§ DATASET EXTRACT
★ ★ ★ ★ ★ ★ ★

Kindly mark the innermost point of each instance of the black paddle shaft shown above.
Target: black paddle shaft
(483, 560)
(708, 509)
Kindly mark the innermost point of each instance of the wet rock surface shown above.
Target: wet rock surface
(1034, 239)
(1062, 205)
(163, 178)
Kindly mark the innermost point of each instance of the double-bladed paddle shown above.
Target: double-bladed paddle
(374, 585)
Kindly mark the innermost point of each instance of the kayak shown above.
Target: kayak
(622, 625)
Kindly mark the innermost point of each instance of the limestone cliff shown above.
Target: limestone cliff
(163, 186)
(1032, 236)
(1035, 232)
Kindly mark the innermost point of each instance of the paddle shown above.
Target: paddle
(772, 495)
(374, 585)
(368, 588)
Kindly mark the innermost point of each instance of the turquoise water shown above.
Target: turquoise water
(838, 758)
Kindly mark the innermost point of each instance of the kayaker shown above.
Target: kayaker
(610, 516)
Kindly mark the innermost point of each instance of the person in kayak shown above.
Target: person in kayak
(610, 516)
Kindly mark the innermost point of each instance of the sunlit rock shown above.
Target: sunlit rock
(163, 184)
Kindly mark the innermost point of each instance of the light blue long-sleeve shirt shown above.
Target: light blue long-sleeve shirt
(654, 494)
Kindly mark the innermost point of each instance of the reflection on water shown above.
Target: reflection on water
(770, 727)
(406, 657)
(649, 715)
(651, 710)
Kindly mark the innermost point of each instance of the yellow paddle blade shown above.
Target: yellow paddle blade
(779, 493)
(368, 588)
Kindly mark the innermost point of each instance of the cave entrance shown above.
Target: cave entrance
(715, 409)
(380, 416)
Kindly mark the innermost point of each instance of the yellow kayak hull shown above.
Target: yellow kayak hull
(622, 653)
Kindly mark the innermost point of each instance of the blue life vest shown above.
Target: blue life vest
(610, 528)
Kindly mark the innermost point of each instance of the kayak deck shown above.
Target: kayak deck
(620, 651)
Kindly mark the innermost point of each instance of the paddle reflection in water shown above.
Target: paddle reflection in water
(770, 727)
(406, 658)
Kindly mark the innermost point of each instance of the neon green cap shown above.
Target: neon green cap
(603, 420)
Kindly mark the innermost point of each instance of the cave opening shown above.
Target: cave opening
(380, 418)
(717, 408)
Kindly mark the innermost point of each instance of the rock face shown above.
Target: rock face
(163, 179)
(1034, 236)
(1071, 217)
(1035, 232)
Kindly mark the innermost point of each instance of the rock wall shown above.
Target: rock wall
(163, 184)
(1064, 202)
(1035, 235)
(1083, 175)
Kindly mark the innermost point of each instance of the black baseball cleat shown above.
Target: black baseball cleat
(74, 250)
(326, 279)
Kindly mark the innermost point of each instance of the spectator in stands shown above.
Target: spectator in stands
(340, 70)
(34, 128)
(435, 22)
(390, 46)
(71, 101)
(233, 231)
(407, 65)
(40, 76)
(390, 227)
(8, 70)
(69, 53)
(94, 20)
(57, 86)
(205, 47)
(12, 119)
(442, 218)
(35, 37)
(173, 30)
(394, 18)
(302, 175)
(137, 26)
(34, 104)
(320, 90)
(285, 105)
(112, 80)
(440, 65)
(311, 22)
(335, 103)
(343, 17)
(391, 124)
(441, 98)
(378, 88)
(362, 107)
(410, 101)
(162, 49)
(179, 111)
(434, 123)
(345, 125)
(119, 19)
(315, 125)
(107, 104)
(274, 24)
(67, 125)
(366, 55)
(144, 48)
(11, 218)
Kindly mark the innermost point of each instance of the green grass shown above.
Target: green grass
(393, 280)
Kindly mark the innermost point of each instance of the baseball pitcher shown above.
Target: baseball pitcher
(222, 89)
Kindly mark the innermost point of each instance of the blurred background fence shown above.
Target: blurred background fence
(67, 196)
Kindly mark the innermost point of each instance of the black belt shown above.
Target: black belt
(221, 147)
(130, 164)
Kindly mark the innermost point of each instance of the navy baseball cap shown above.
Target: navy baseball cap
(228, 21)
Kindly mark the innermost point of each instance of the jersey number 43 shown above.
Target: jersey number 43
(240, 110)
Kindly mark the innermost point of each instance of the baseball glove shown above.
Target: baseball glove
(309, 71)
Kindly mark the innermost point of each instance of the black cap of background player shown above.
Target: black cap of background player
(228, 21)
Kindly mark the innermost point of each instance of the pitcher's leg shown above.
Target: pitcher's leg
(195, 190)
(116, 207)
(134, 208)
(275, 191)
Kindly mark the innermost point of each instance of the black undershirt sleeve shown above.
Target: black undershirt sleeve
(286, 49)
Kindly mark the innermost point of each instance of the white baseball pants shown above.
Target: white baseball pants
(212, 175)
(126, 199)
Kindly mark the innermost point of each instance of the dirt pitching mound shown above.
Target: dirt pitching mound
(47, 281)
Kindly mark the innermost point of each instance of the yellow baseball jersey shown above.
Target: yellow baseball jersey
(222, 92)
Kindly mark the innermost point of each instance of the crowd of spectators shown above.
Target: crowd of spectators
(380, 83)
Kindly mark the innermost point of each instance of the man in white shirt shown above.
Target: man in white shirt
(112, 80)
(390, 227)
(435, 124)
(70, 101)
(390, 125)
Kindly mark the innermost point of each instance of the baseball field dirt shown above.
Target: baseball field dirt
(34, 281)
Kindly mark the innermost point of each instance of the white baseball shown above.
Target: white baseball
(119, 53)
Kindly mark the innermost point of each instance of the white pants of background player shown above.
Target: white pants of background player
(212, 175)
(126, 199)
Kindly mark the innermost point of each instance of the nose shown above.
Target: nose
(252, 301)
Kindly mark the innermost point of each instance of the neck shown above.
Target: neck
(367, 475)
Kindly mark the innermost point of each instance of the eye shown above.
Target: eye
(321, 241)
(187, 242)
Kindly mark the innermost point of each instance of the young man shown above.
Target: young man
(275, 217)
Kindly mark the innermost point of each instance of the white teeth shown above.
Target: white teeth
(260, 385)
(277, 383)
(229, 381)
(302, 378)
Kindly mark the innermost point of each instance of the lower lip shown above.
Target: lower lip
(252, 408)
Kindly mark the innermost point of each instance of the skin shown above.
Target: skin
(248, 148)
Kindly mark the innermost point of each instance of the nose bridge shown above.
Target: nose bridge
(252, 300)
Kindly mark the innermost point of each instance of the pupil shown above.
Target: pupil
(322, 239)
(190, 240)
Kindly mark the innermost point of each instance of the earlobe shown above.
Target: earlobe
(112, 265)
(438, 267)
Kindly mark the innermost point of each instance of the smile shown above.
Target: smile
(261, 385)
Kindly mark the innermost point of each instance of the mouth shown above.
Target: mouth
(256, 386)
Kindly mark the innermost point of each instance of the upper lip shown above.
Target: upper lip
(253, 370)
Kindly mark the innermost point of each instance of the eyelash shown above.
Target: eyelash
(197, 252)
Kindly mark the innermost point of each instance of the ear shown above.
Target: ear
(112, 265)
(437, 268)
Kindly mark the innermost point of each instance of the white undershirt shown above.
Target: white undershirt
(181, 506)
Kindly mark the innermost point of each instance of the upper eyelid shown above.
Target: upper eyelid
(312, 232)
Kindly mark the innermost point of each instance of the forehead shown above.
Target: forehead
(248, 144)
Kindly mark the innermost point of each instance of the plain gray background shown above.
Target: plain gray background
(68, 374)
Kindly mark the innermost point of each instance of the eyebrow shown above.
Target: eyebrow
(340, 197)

★ ★ ★ ★ ★ ★ ★

Format the lines from the one containing "Kindly mark the innermost point of each instance of the eyebrow" through the end of the records, inclusive, as a Markdown table with the columns Number and Record line, omitting any blank lines.

| Number | Record line |
|---|---|
| 1 | Kindly mark the innermost point of each instance of the eyebrow shown above. |
| 2 | Target: eyebrow |
| 3 | (340, 197) |